IHRE AUFGABEN:
1. Beantworten Sie anhand des Interviews über den Vorfall beim Heimspiel die folgenden Fragen:
(a) Wie alt ist Cosima?
(b) Mit wie vielen Freunden war sie beim Spiel?
(c) Wohin wollte sie gehen, nachdem sie ihre Freunde im Getümmel verloren hatte?
2. Führen Sie das Interview über den Vorfall beim Heimspiel im Anschluss an seinen letzten Satz weiter.

Fans Mittwoch, 18.05.2022

Nach massiver sexueller Belästigung: „Wichtig, dass sowas an die Öffentlichkeit gebracht wird“

Foto: Sportfoto Zink

Kaputter Rasen nach dem Platzsturm, entwendete Werbebanden oder gar die 1:2-Heimniederlage – alles belanglos im Vergleich zu dem Schicksal, das ein Club-Fan beim letzten Saisonspiel erleiden musste. fcn.de sprach mit Cosima (20), die während des Platzsturms massiv sexuell belästigt wurde und den Mut fand, damit an die Öffentlichkeit zu gehen. Alle Mitarbeiterinnen und Mitarbeiter beim 1. FCN, die Vorstände, kurz: den ganzen Verein hat der Fall sehr bewegt.

fcn.de: Hallo Cosima, zunächst erst einmal die Frage: Wie geht es dir denn heute nach den Vorfällen bei unserem Heimspiel am letzten Sonntag?

Cosima: Auf jeden Fall geht es mir schon besser. Es ist aber alles noch immer nicht ganz realisierbar und auch ein bisschen surreal. Man hat diese Erinnerungen an den Vorfall, realisiert jedoch nicht richtig, dass es wirklich passiert ist. In den letzten Tagen ist so viel vorgefallen, dass es sich bereits nicht mehr so nah anfühlt. Inzwischen habe ich mich beruhigt. Natürlich ist dieser Vorfall, immer wenn ich daran denke, einfach nur widerlich. Aber dadurch, dass es gleichzeitig so viel Unterstützung gegeben hat, hat mich das im Gegenzug auch wieder aufgebaut.

fcn.de: Nicht jeder hat den Vorfall am Sonntag mitbekommen. Würdest du uns die Geschehnisse noch einmal schildern, sofern das für dich in Ordnung ist?

Cosima: Ja. Ich war zusammen mit drei Freunden beim Spiel. Nach Spielende sind wir dann auch nach einer gewissen Zeit auf den Platz. Im unübersichtlichen Getümmel habe ich meine Freunde verloren und mich kurzerhand entschlossen, zur Übergabe der Meisterschale vor der Haupttribüne zu gehen. Irgendwann war ich mitten in der großen Menschenmenge. Es war natürlich sehr eng und plötzlich habe ich von hinten eine Hand an meinem Po gespürt und mir im ersten Moment noch nicht so viel dabei gedacht und vermutet, dass das vielleicht auch im Gedränge eine unabsichtliche Berührung war. Dann wurde der Griff jedoch noch einmal fester und ich habe versucht, ein bisschen nach vorne zu gehen, um auszuweichen. Das war jedoch nur bedingt möglich. Kurz darauf habe ich wieder eine Hand von hinten gespürt, die dann auch noch in meinen Schritt gegriffen hat. In diesem Moment hatte ich keine Möglichkeit, auszuweichen. Für mich war es vollkommen befremdlich, plötzlich eine Hand zu spüren, ohne eine Ausweichmöglichkeit zu haben und nicht zu wissen, wer hinter einem steht oder die Person zu sehen, die mit der Hand sogar noch mehrmals an meinem Körper auf und ab gefahren ist. Schließlich habe ich es bis ganz nach vorn geschafft, wohin mir der Täter nochmals gefolgt ist, an meine Hüften gefasst hat, mein Trikot aus der Hose rausgezogen und unter dem Trikot meinen Oberkörper angefasst hat. Ich war mit der gesamten Situation überfordert, geschockt und war nicht in der Lage, mich vehement zu wehren.

AUSZÜGE AUS DATENSÄTZEN:
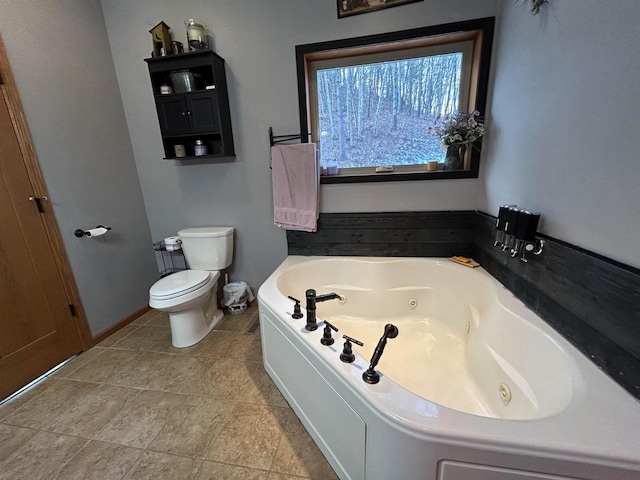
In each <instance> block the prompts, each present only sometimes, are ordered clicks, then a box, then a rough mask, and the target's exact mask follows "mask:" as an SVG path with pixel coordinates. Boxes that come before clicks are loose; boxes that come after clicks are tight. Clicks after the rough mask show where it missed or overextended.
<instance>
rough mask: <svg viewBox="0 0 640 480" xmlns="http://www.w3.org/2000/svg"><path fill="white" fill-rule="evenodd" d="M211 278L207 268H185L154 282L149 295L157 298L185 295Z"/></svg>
mask: <svg viewBox="0 0 640 480" xmlns="http://www.w3.org/2000/svg"><path fill="white" fill-rule="evenodd" d="M210 278H211V272H209V271H207V270H183V271H181V272H176V273H172V274H171V275H168V276H166V277H164V278H162V279H160V280H158V281H157V282H156V283H154V284H153V286H152V287H151V289H150V290H149V295H150V296H152V297H153V298H157V299H169V298H174V297H178V296H180V295H185V294H187V293H190V292H193V291H194V290H197V289H198V288H200V287H202V286H203V285H204V284H205V283H207V282H208V281H209V279H210Z"/></svg>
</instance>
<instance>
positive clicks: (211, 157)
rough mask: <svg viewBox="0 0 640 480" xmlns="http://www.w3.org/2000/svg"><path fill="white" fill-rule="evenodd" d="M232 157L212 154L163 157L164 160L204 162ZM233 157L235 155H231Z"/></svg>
mask: <svg viewBox="0 0 640 480" xmlns="http://www.w3.org/2000/svg"><path fill="white" fill-rule="evenodd" d="M229 156H230V155H225V154H223V153H212V154H209V155H197V156H196V155H187V156H186V157H176V156H172V157H163V158H162V159H163V160H202V159H204V158H211V159H214V158H225V157H229ZM231 156H233V155H231Z"/></svg>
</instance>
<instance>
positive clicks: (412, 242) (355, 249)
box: [287, 211, 475, 257]
mask: <svg viewBox="0 0 640 480" xmlns="http://www.w3.org/2000/svg"><path fill="white" fill-rule="evenodd" d="M474 229H475V212H473V211H458V212H391V213H321V214H320V218H319V219H318V231H317V232H314V233H308V232H296V231H287V243H288V246H289V255H350V256H371V257H375V256H378V257H449V256H452V255H465V256H471V254H472V251H473V241H474Z"/></svg>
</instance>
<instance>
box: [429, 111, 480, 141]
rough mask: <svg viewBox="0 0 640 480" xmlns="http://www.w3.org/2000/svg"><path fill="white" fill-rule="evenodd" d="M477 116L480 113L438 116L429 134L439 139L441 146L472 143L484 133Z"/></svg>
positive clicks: (436, 118) (475, 112)
mask: <svg viewBox="0 0 640 480" xmlns="http://www.w3.org/2000/svg"><path fill="white" fill-rule="evenodd" d="M479 115H480V112H478V111H477V110H475V111H473V112H471V113H462V112H458V113H456V114H453V115H446V116H444V117H440V116H438V117H437V118H436V120H435V124H434V125H433V126H431V127H429V133H433V134H435V135H436V136H437V137H438V138H440V140H442V145H443V146H449V145H464V144H467V143H473V142H475V141H476V140H477V139H479V138H480V137H482V136H483V135H484V133H485V128H484V123H482V122H481V121H480V120H479V118H478V116H479Z"/></svg>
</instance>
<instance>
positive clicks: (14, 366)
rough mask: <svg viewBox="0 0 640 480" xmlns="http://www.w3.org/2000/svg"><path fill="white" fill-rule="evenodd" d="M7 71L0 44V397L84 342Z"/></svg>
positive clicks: (18, 107) (25, 132) (4, 396)
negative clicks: (20, 122)
mask: <svg viewBox="0 0 640 480" xmlns="http://www.w3.org/2000/svg"><path fill="white" fill-rule="evenodd" d="M3 67H4V68H3ZM7 68H8V65H7V63H6V57H4V53H3V51H2V43H1V42H0V75H1V76H2V77H0V400H1V399H3V398H5V397H7V396H8V395H10V394H12V393H13V392H15V391H17V390H19V389H20V388H21V387H23V386H24V385H26V384H27V383H29V382H30V381H31V380H33V379H35V378H37V377H38V376H40V375H41V374H43V373H45V372H46V371H48V370H49V369H51V368H52V367H54V366H55V365H57V364H58V363H60V362H62V361H63V360H65V359H67V358H69V357H70V356H72V355H74V354H76V353H79V352H80V351H82V350H83V349H86V348H88V347H89V346H90V344H91V340H90V336H89V332H88V327H87V325H86V321H84V319H83V318H78V315H79V313H80V314H81V312H79V310H81V309H80V306H79V304H78V302H77V301H75V302H74V300H72V299H70V297H73V296H74V295H73V294H72V295H69V292H68V290H69V286H68V282H69V281H70V279H69V278H68V272H64V271H63V269H61V268H60V267H61V265H63V266H64V265H65V261H66V258H63V255H64V254H62V253H61V252H60V251H59V249H56V248H54V243H53V242H52V239H55V240H58V241H59V234H58V232H57V230H56V229H55V228H54V229H53V230H55V231H52V228H51V224H52V222H53V223H55V222H54V220H53V216H52V212H51V210H50V205H49V203H48V202H47V201H46V200H45V199H44V198H43V195H42V194H40V205H38V202H37V201H36V199H35V198H34V197H38V190H40V191H41V192H42V191H43V190H44V189H43V187H42V185H40V186H38V185H37V184H38V183H39V182H38V180H40V177H39V170H37V163H36V162H34V160H35V156H34V158H32V159H30V158H27V157H28V156H29V153H30V150H29V149H30V148H31V144H30V141H29V139H28V131H27V130H26V124H25V125H24V128H21V125H20V120H22V119H23V117H22V111H21V109H19V101H18V100H17V95H16V92H15V91H12V88H14V87H13V81H12V80H10V82H9V81H7V80H8V78H7V71H6V70H7ZM3 79H4V83H3V81H2V80H3ZM16 107H18V108H16ZM26 147H29V148H26ZM31 153H32V151H31ZM30 197H31V199H30ZM39 207H41V208H39ZM61 255H62V256H61ZM71 305H75V310H76V312H73V310H74V307H71ZM74 313H75V316H74V315H73V314H74Z"/></svg>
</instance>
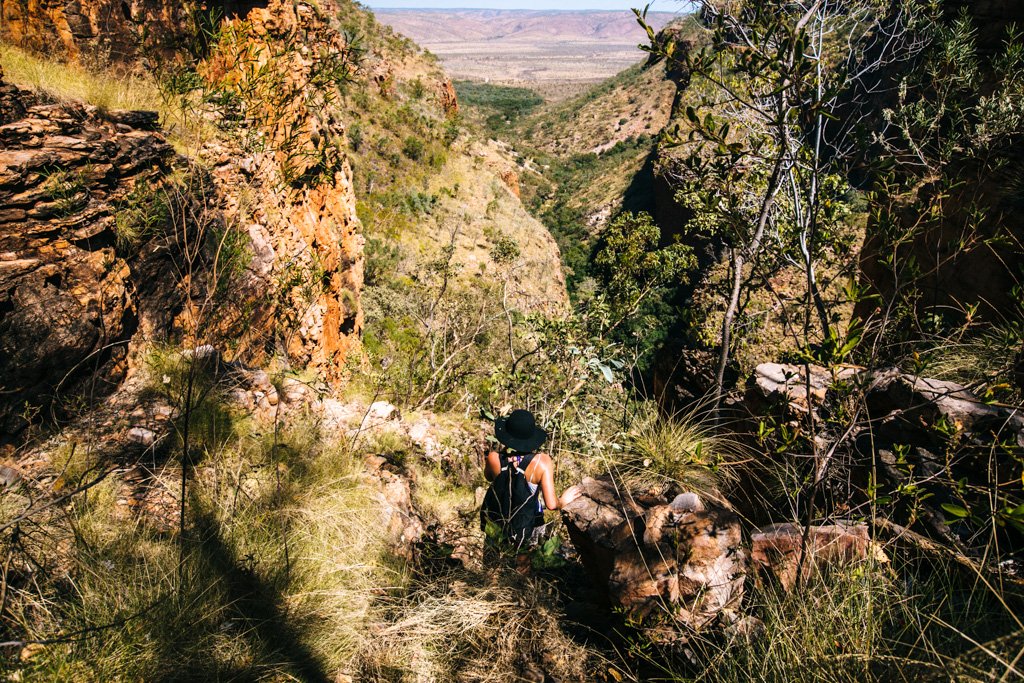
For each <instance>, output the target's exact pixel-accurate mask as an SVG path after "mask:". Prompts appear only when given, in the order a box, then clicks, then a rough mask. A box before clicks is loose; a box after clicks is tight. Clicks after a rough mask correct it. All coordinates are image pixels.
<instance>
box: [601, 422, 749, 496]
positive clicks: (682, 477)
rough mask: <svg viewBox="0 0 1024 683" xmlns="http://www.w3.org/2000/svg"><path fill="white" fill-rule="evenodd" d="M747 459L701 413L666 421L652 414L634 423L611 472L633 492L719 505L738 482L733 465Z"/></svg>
mask: <svg viewBox="0 0 1024 683" xmlns="http://www.w3.org/2000/svg"><path fill="white" fill-rule="evenodd" d="M744 454H745V449H744V446H743V444H742V443H740V442H739V441H737V440H736V439H735V438H734V437H731V436H730V435H728V434H726V433H723V432H720V431H718V430H716V429H715V428H714V426H713V425H712V423H711V421H710V420H709V419H707V415H706V414H705V412H702V411H701V409H700V407H697V408H695V409H693V410H691V411H690V412H688V413H682V414H678V415H675V416H673V417H668V418H665V417H660V416H658V415H657V414H651V415H649V416H646V417H645V418H643V419H642V420H640V421H639V422H637V423H635V424H634V425H633V426H632V427H631V428H630V430H629V431H628V432H627V433H626V434H625V435H624V437H623V443H622V451H621V452H620V453H618V454H616V455H615V456H613V457H612V458H611V462H610V463H609V467H610V469H611V470H612V471H613V472H615V473H616V474H617V475H618V476H620V477H622V480H623V482H624V483H625V484H626V485H627V487H629V488H630V489H631V490H638V492H640V490H651V492H654V493H657V494H663V493H666V492H668V490H669V489H670V488H678V489H682V490H685V492H693V493H696V494H698V495H699V496H701V497H703V498H707V499H711V500H719V499H721V498H722V490H723V489H725V488H727V487H728V486H729V484H731V483H734V482H735V480H736V478H737V474H736V471H735V465H736V464H737V463H738V462H739V461H741V460H743V456H744Z"/></svg>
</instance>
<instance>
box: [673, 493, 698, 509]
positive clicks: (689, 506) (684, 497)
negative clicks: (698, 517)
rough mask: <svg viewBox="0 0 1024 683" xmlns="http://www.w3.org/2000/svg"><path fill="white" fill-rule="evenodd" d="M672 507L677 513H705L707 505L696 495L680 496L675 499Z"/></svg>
mask: <svg viewBox="0 0 1024 683" xmlns="http://www.w3.org/2000/svg"><path fill="white" fill-rule="evenodd" d="M670 507H671V508H672V509H673V510H675V511H676V512H703V511H705V505H703V502H702V501H701V500H700V497H699V496H697V495H696V494H680V495H679V496H676V498H675V499H673V501H672V503H671V504H670Z"/></svg>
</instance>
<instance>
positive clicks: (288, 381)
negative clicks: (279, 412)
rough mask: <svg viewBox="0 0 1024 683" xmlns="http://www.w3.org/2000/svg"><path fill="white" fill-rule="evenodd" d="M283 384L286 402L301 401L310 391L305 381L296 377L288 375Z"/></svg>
mask: <svg viewBox="0 0 1024 683" xmlns="http://www.w3.org/2000/svg"><path fill="white" fill-rule="evenodd" d="M281 386H282V390H283V392H284V394H285V395H284V398H285V402H286V403H298V402H301V401H302V400H303V399H304V398H305V396H306V393H308V391H309V387H307V386H306V384H305V382H301V381H299V380H297V379H295V378H294V377H286V378H285V381H284V382H282V383H281Z"/></svg>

LÖSUNGEN IM EINZELNEN:
1.
(a) Sie ist 20 Jahre alt.
(b) Sie war mit drei Freunden beim Spiel.
(c) Sie wollte zur Übergabe der Meisterschale vor der Haupttribüne.

2.
fcn.de: Hast du dich daraufhin umgedreht?

Cosima: Erstmal noch nicht. Ein Stadionordner kam mir relativ schnell zu Hilfe, ebenso ein weiterer Mann in meiner Nähe.  Er tauschte mit mir Plätze, um sich zwischen mich und den übergriffigen Mann zu stellen. Dann habe ich einem Freund geschrieben, der in der FCN-Pressestelle arbeitet. Er fragte mich direkt, ob ich wüsste, wer die übergriffige Person sei und ob ich ein Foto von ihm machen könne. In diesem Moment bin ich inmitten des emotionalen Stresses zum ersten Mal darauf gekommen, dass ich ihn ausfindig machen muss. Ich habe mich daraufhin umgedreht, in die Menschenmenge geschaut und gefragt, ob jemand diese Person kennt. Ich wusste leider zunächst auch nicht, welche Person das genau ist. Deshalb habe ich in die Menschenmenge fotografiert und den mir zu Hilfe gekommenen Mann sowie den Stadionordner gefragt, ob sie den gesuchten Mann identifizieren können, wozu sie zum Glück auch in der Lage waren. Der von uns gesuchte Mann war jedoch nach kurzer Zeit nicht mehr in unserer Nähe, da er womöglich gemerkt hatte, dass er beobachtet wird. Der Freund kam mir nach kurzer Zeit zu Hilfe und brachte mich raus aus der Menge in die Mixed Zone und von da direkt zur Stadionwache. Dort konnte ich mich dann beruhigen und habe erst so richtig realisiert, was gerade passiert war. Und auf der Stadionwache konnte ich den Vorfall auch gleich zur Anzeige bringen. Grundsätzlich bin ich allen, die mir zu Hilfe kamen, sehr dankbar.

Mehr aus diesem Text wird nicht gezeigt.